Give the lines of the data below, starting with the line that contains "Greenhouse-scouting task: tag the dark" and going on through the line that contains "point(257, 296)", as a JSON list of strings with one string per line and blank lines left out.

» Provided data
#####

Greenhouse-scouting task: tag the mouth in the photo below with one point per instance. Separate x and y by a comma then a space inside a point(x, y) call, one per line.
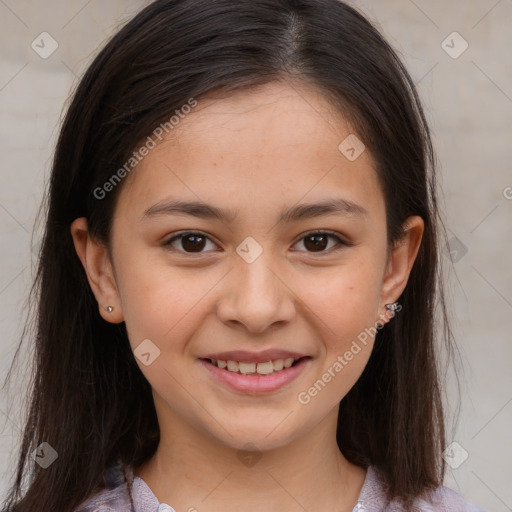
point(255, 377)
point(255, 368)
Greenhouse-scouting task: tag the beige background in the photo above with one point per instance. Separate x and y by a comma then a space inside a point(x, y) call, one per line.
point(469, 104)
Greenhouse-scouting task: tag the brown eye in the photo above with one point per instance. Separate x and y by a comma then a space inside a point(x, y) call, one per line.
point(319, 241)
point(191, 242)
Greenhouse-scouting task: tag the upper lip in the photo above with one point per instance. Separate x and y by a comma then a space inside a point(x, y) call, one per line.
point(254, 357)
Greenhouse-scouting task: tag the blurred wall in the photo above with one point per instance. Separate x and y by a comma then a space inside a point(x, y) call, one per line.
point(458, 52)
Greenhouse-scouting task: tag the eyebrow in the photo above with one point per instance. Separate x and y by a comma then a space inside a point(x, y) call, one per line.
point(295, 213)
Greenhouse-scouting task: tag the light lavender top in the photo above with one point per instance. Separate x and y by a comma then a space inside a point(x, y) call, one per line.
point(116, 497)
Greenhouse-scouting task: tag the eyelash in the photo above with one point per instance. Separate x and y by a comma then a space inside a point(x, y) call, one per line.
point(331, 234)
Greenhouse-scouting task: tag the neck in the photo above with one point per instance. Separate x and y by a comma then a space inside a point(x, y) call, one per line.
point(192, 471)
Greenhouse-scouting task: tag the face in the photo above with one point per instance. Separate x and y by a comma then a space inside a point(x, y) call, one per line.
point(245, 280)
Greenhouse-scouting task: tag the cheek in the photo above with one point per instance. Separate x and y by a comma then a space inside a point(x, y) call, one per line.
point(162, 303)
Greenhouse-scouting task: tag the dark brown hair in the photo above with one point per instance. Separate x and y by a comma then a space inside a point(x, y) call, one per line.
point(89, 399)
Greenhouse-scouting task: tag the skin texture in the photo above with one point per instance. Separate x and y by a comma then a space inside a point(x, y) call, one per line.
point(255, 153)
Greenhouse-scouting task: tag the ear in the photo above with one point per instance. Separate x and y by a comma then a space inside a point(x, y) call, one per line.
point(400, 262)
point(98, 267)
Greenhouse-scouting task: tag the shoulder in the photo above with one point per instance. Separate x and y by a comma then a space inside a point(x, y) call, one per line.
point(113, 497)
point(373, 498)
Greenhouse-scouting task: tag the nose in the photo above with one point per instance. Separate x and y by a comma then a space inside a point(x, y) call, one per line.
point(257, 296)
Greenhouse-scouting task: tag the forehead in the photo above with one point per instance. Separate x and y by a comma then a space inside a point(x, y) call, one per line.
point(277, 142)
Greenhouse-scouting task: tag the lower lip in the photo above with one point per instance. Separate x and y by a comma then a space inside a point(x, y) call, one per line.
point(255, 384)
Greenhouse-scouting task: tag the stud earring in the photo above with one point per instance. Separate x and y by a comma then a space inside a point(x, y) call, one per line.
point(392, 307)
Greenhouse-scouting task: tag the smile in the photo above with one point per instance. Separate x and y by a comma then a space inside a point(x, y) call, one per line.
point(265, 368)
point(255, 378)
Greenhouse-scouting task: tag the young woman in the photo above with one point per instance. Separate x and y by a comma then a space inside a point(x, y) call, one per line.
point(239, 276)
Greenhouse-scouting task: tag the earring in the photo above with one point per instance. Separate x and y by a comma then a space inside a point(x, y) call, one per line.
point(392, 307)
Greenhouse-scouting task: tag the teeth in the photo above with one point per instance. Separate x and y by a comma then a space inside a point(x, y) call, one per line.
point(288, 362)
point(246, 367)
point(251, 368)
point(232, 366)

#####

» Reply to the task
[
  "Greenhouse-scouting task: tag the dark brown hair in the photo above with one point per instance. Separate x and y by a comma then a space inside a point(x, y) call, one per line.",
  "point(89, 399)",
  "Greenhouse-scouting task: tag the skin texture in the photo above with one point per instance. Separate x and y by a comma then a space inside a point(x, y) call, one per line.",
  "point(255, 153)",
  "Greenhouse-scouting task: tag the ear in the photo above with one point per instance. Separate x and y by a comma then a space inside a point(x, y) call, one per line.",
  "point(400, 262)",
  "point(98, 267)",
  "Greenhouse-scouting task: tag the shoulder in the photo above with one point per instance. Separate x and y by a comma then a space inside a point(x, y) call, one per line.",
  "point(113, 497)",
  "point(373, 498)",
  "Greenhouse-scouting task: tag the nose in the photo above with one point per instance. Separate x and y by a comma then a space inside a point(x, y) call, one per line.",
  "point(257, 296)"
]